- _Stated problem 1_:
According to the excerpt about starting the blog Slutever, in what year and at what age was the blog launched?
- _Stated problem 2_:
Extend the excerpt about starting the blog Slutever, beginning directly after its final sentence.

- _Article_:

After our first fight, the relationship was never the same again. After just a month of servitude, our slave broke up with us. Apparently, even someone whose ambition in life is to be dehumanized and humiliated couldn’t handle how tragic we were.
One of the perks of squatting is that it leaves you with a lot of good stories. It also leaves you a lot of free time to make bad art. So really, I have squatting to blame for starting my blog Slutever, which I launched around this time, at twenty-one. This was back in OG blogspot days, in 2007, back before everyone and their dog had a blog, and when people still thought it was a good idea to write in pink comic sans font on a black background.
At the beginning, the blog was mainly just oversharey rants about the debauchery of everyday squat life, posts about my sexual fantasies (there’s an early post about finding sharks erotic, which I hope I was lying about), and stories about my sexual exploits from high school. I discovered that writing about my teenage sexual experiences was cathartic and gave me a sense of retroactive power over sexual situations that had at times felt more cursory. And, as an added bonus, people seemed to like to read it. I got my first paid writing jobs because of the blog, mostly through Vice (which was also in its early, ranty, offensive stage, so I fit right in).
A problem, however, was that I was still dating Sam at the time. Sam was not so into my new venture of slut blogging. Sam deserves his own chapter (and gets it), but here’s some context, from my personal and biased perspective: Sam was a virgin when we met, and when I started writing publicly about stuff like peeing on a twenty-nine-year-old guy during sex when I was sixteen, he felt threatened. He didn’t like that I had an array of sexual experiences that predated him. He was also embarrassed that his family, who I was very close to, had discovered the blog and were reading it, too. It didn’t help that I then started writing about sex with Sam, particularly about the fact that he had a disability, and how that affected our sex life. I admit that I was really insensitive at the time. It took me years of offending and embarrassing my friends and lovers with things that I wrote about them to finally learn that not everyone wants the intimate details of their life blabbed about on the internet. Whoops. Live and learn, I guess. But the point is, the blog ultimately put the nail in the coffin of my and Sam’s four-year relationship. And when we broke up, his parting neg was that, going forward, no dude in his right mind was ever going to date a sex writer.
Of course, being single made my blog way better. It’s hard to write a slut blog when you have a boyfriend, honestly. My new single self was primed for a rampage of sexual discovery, and this time, I wouldn’t just be fucking around in defiance of my totalitarian parents. This time I could write off my slutty exploits as research. There’s another John Waters quote that I love, where he says: “Before I was paid to be a writer, people thought I was crazy to just go on these little missions of things that would interest me. But now that I get paid to do it, people say ‘Oh, how interesting.’ So, I think that’s really the difference between being a writer and a crackpot.” That pretty much sums up how I felt at the time. I was no longer just a slut. I was a slut with a cause.

- _Extracted data_:
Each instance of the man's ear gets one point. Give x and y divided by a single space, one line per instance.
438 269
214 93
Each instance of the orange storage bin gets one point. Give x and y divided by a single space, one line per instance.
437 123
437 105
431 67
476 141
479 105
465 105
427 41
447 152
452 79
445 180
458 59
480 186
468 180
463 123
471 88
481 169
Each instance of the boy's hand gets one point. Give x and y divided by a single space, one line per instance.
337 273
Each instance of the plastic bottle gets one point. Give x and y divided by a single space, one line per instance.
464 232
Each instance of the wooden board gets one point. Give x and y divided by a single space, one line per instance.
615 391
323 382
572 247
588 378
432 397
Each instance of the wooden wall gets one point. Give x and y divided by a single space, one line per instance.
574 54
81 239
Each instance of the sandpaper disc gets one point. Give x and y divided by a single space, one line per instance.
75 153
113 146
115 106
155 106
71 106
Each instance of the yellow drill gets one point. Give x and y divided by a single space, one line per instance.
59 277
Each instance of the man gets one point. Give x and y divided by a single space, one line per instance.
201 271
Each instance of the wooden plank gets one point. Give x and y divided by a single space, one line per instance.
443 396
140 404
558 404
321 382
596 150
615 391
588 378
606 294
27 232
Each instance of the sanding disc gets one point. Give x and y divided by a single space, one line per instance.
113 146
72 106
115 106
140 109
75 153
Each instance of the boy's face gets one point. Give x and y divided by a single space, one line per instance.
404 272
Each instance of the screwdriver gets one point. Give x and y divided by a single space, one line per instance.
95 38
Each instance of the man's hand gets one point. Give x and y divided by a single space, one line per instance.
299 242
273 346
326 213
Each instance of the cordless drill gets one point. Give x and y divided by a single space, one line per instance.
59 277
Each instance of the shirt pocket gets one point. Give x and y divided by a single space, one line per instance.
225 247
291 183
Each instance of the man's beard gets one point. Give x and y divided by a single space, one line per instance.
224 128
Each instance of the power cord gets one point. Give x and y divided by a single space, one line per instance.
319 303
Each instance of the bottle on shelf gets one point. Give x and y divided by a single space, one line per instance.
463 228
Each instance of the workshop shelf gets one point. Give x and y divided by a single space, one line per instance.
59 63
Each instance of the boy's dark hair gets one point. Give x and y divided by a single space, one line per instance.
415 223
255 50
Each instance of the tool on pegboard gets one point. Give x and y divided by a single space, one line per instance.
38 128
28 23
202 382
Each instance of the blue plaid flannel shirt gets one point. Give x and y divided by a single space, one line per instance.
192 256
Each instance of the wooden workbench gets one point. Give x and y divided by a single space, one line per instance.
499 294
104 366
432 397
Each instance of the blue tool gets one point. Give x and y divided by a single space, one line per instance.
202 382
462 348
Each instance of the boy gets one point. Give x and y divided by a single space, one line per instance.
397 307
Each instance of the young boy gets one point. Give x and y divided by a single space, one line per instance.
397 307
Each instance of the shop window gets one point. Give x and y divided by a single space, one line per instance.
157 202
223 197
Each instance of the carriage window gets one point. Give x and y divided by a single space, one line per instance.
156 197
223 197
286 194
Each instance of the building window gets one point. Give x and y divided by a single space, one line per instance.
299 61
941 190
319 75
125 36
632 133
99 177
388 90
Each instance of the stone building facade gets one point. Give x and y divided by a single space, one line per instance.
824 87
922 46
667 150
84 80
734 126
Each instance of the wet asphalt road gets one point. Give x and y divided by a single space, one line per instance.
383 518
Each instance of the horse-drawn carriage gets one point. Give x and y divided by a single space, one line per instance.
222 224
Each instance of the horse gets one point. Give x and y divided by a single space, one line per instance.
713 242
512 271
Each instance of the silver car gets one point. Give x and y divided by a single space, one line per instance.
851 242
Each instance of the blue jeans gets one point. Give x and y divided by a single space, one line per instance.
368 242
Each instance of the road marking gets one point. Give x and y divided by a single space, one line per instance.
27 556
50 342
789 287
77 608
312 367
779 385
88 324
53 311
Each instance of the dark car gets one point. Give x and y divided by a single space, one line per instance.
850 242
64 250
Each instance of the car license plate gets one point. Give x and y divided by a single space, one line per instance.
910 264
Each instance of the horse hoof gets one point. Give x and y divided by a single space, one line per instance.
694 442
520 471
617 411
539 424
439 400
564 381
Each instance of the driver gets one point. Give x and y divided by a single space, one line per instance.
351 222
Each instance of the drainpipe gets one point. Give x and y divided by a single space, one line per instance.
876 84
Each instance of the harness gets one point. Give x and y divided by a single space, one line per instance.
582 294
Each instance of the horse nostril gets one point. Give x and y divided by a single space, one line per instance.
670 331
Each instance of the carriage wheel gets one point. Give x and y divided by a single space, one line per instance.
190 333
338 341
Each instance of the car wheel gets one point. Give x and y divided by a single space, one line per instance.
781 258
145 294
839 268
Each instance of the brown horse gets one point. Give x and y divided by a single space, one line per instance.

- _Task output 1_:
It was launched in 2007, when the writer was twenty-one.

- _Task output 2_:
The slut gods must have been looking out for me, because just days into my newfound singledom, I found myself locked in a bedroom with Kat and some random French guy. There was a party at the squat, and the three of us had gone into Kat’s bedroom to try on the elf costumes that she’d stolen from her new job as a professional elf at the London Dungeon experience, but while trying to leave Kat accidentally yanked the handle off the door. After spending twenty minutes aimlessly stabbing a pen into the hole where the knob had been, we gave up and had a threesome. With a light elf role-play component. I’d never had a threesome before, and was surprised at how playful the vibe was. I had also assumed that all group sex situations required a jealous outburst, or tears, or at the very least a light stabbing. But this was nothing like the murderous love triangles I’d seen in erotic thrillers (though the elf costumes might have played a role in that).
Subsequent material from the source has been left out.